What you have to do:
Filter the entries that follow, copying every line in which the word "white" appears.

Listed records:
+--

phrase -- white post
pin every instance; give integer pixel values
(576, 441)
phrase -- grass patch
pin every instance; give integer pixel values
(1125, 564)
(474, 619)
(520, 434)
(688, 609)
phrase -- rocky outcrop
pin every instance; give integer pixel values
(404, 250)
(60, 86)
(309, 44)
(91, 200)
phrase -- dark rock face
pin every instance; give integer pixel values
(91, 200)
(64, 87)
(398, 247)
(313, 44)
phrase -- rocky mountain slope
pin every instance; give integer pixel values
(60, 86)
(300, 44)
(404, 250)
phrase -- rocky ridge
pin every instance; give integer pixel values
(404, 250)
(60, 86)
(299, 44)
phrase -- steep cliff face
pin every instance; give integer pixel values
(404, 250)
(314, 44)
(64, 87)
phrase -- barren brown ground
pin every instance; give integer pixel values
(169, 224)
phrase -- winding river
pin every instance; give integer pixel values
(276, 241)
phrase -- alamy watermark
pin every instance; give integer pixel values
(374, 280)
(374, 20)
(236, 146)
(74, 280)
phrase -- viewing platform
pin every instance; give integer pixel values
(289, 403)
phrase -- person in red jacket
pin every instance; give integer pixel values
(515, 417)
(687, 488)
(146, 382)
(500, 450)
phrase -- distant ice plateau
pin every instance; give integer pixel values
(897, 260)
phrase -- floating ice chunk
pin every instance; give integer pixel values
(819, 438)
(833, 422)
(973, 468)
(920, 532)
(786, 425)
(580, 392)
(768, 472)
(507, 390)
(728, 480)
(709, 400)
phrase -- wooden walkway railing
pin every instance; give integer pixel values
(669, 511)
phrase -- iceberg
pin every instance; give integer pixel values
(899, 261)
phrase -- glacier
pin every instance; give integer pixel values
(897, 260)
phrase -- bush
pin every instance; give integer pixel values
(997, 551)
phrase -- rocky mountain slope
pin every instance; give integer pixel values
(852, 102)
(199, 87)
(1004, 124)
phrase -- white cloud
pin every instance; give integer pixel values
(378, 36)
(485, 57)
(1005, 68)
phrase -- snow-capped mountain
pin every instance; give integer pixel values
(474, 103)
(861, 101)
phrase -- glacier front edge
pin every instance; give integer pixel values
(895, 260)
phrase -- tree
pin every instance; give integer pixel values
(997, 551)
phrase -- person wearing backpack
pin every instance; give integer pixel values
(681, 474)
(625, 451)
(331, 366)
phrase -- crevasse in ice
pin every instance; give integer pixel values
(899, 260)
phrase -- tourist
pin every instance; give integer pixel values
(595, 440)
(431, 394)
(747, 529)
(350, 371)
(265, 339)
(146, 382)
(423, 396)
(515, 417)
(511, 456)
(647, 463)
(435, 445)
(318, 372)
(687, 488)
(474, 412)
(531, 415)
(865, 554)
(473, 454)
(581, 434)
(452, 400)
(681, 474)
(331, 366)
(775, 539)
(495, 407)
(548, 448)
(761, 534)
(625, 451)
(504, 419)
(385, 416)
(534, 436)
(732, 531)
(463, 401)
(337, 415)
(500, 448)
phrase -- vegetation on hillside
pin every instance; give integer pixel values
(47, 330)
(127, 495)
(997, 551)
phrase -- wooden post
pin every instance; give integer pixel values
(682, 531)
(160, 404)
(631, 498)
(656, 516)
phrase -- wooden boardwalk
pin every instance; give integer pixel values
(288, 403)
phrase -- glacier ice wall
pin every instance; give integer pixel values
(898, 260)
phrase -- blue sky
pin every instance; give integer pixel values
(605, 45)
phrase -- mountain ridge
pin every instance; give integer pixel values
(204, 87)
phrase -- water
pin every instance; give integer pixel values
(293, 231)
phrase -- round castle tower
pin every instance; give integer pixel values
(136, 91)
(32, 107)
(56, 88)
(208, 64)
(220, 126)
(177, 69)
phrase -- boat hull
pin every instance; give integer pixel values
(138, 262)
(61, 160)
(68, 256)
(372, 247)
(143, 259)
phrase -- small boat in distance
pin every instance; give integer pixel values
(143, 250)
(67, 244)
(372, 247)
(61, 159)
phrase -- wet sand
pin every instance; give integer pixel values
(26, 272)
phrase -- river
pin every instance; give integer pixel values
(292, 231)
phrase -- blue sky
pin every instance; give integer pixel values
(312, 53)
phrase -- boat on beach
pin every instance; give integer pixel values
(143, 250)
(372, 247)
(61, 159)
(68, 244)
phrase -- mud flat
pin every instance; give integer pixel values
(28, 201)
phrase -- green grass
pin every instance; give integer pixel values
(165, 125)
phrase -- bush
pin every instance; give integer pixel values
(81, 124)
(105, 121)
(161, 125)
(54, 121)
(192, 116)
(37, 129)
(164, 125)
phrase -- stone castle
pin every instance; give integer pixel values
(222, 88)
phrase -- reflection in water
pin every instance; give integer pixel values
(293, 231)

+--

Reply to the exercise:
phrase -- white post
phrase -- white cloud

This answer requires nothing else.